«Querido Viejo Partido», así se referían los estadounidenses a su Partido Demócrata, años atrás. E igualmente, lo hacían muchísimos españoles que hallaban en las siglas del Partido Popular el refugio y comprensión a sus ideas, a sus creencias políticas e incluso éticas o morales. Eran los tiempos en los cuales uno sabía qué significaba votar al Partido Popular. Sin embargo, esos tiempos quedaron en el recuerdo. Las razones de tal desazón están en las andanzas de sus ministros, de sus dirigentes, que semeja que jamás pisan la calle, sino que levitan sobre el bien y el mal.
Una excelente y admirada articulista lamentaba, días atrás, que si el Gobierno no dice apenas nada sobre el separatismo es porque no tiene nada que decir, a pesar de las tremendas denuncias por las acciones de los catalanes independentistas. Y cuando habla es para comprometer a quienes sí lo hacen mediante la instrucción de causas penales por presuntos delitos. «Tenemos que engañar al Estado», gritaba Arturo Mas, tiempo atrás. Y semeja que ahora es Montoro quién ansia engañar a los ciudadanos, poniendo en entredicho la actuación de jueces, fiscales y acusaciones particulares, al aludir a que «no hay malversación de caudales públicos» en las cuentas de la Generalitat. La motivación de ese seguidismo de la ministra alemana, igual no solamente se halla en su equidistancia con la socialdemocracia, sino en que la vigilancia del ministro de Hacienda no ha sido tan exquisita como era deseable y ahora justifica negando la mayor cuando ha fallado en la menor. Y la Guardia Civil estupefacta por la puesta en tela de juicio de su ímproba labor en el destripe de todo el entramado independentista, desde los mossos hasta la cúpula, pasando por las organizaciones separatistas que si algo tienen es ánimo de lucro. Unas organizaciones que, sin lugar a dudas, han actuado de testaferros de Puigdemont y de todos quienes le acompañan en su lucha contra el «opresor español» del cual no desprecian sus dineros ni para comprar las «urnas chinas».
Y si Montoro deberá demostrar ante el juez la validez de su afirmación, el ministro Zoido deberá dar explicaciones en el Congreso de esos nombramientos para altos cargos en Mossos y en Bomberos recaídos en destacados elementos independentistas. Y es que, no solamente se lo pregunta C,s, sino también millones de españoles que no comprendemos la necesidad de tales conductas, cuando otras, más perentorias, cual el cambio en la dirección de TV3, siguen sin producirse. Es como si les encantase a los miembros del gobierno dormir con su enemigo. Y así, entre alucinación y pesadilla, aguardaremos la respuesta del ministro Dastis a las inquisiciones acerca de qué están haciendo nuestras embajadas en Europa para contrarrestar la magnífica estela propagandista de las «embajadas» catalanas. Aunque ya sea demasiado tarde, como mínimo ese figura de ministro debiera esforzarse en minimizar —imposible eliminar —, «el perjuicio que ha podido causar en la imagen exterior de España la propaganda secesionista», en palabras del socialista Ignacio Sánchez-Amor.

### TU OBJETIVO
Según el texto sobre el Partido Popular, ¿qué se pregunta en cada caso?
(a) ¿Cómo se referían los estadounidenses a su Partido Demócrata años atrás?
(b) ¿Quién gritaba «Tenemos que engañar al Estado»?
(c) ¿Qué ministro deberá dar explicaciones en el Congreso por los nombramientos para altos cargos en Mossos y en Bomberos?
Las líneas no desempeñan ningún papel en esto.

Entradas de etiquetado de la posición de objetos:
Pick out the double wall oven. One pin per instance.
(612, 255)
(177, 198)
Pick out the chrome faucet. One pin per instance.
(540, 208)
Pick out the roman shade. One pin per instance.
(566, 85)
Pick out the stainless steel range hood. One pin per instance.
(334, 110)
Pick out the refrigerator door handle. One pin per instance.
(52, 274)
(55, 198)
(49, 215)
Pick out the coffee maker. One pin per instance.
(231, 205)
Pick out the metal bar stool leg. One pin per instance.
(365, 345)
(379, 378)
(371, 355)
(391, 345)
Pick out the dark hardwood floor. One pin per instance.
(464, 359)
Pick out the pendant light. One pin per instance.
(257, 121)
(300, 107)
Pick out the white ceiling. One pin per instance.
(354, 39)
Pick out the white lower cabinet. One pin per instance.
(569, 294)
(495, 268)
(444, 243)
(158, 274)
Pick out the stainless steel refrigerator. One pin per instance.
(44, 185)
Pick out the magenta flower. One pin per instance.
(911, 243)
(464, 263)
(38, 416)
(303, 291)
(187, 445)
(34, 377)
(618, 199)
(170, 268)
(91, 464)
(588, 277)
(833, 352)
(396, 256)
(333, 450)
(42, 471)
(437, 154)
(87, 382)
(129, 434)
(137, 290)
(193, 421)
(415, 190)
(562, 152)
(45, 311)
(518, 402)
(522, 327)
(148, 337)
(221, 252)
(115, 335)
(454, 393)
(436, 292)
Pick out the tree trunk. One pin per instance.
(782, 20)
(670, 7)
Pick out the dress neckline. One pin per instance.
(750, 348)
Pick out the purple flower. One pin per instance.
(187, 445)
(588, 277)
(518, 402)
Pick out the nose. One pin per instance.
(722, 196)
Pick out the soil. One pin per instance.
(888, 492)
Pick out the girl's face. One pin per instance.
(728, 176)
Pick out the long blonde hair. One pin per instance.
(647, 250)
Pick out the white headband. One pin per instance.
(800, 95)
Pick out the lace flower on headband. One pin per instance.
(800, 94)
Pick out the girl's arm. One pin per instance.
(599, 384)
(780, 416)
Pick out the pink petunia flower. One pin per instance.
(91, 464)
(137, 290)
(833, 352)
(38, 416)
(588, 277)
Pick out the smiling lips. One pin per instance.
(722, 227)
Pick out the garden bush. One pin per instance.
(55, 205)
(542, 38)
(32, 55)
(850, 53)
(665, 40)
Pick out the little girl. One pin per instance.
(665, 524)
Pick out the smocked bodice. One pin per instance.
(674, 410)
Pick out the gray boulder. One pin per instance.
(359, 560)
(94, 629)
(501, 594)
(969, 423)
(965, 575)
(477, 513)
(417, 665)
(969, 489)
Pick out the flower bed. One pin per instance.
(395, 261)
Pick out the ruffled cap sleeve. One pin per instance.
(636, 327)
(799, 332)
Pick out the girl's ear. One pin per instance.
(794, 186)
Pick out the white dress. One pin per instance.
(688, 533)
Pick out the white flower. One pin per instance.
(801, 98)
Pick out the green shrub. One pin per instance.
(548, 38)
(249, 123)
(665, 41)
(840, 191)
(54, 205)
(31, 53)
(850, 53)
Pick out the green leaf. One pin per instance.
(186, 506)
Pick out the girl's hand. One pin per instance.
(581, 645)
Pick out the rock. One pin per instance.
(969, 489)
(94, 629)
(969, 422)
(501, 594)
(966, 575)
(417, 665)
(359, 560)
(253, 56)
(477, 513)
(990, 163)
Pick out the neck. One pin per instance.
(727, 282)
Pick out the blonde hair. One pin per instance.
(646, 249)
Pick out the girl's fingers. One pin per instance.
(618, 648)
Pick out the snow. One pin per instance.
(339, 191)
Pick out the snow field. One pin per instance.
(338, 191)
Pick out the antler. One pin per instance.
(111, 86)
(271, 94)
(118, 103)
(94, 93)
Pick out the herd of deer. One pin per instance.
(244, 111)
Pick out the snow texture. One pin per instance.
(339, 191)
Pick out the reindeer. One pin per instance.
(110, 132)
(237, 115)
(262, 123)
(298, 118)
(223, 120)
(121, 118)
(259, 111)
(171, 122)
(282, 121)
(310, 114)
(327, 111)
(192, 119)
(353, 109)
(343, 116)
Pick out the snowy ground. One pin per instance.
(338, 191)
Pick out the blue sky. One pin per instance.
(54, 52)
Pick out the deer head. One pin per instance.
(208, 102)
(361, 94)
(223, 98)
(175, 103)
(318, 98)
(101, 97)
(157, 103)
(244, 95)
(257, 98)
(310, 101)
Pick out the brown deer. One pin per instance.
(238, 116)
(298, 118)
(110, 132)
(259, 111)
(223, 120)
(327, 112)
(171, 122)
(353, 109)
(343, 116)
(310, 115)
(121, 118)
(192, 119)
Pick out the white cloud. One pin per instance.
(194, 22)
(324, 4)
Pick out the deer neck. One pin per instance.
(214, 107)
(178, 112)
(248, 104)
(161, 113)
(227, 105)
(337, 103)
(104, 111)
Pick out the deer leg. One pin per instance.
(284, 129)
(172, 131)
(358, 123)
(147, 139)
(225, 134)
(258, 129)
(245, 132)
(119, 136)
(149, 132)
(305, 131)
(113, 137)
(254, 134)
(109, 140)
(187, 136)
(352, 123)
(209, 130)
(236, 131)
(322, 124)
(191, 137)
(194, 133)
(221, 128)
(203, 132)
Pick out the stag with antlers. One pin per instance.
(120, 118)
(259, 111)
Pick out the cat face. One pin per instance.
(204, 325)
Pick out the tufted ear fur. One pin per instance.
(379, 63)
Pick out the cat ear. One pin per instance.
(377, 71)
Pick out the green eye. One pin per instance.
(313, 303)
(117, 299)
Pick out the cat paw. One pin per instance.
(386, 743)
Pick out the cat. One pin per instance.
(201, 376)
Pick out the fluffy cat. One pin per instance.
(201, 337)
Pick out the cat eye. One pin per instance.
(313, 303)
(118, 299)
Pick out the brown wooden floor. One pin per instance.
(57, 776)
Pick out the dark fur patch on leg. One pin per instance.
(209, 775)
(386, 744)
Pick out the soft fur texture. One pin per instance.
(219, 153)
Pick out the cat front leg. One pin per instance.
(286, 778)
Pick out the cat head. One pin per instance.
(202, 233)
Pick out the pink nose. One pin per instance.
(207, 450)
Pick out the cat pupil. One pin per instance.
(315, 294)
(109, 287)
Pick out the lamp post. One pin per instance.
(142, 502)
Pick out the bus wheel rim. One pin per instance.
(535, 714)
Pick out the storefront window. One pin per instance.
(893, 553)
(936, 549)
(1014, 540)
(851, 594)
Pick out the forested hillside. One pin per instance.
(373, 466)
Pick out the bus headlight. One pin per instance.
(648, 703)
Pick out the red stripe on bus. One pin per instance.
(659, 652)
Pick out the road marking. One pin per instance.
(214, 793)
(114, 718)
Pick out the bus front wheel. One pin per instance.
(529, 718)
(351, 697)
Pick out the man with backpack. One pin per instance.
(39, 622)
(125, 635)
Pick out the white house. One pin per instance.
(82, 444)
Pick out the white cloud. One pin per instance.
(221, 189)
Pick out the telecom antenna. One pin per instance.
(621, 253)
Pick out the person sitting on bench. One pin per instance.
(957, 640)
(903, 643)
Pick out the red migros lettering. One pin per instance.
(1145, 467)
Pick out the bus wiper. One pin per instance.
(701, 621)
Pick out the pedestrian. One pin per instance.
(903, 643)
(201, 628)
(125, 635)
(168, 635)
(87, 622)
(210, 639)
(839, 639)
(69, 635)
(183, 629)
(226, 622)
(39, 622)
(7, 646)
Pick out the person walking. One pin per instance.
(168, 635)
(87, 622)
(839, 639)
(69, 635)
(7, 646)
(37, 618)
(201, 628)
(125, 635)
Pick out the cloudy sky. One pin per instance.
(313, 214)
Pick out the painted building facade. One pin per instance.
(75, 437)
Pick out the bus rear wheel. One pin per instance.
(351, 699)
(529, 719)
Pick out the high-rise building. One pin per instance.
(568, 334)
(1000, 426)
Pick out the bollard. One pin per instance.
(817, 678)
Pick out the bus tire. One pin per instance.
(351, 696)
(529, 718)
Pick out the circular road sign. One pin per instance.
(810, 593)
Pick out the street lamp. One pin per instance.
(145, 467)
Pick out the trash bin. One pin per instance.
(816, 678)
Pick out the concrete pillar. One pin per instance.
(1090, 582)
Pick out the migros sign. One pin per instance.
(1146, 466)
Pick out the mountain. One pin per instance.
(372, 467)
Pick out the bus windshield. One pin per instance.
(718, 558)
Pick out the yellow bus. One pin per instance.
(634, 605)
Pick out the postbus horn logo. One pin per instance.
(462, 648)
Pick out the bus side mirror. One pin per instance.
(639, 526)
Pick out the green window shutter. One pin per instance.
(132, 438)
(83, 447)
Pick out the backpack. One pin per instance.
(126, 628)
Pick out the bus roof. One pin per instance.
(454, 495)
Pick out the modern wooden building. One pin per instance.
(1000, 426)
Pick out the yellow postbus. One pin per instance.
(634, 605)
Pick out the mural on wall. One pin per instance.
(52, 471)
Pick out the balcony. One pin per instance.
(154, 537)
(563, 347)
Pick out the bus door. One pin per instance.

### SOLUCIÓN
(a) «Querido Viejo Partido».
(b) Arturo Mas.
(c) El ministro Zoido.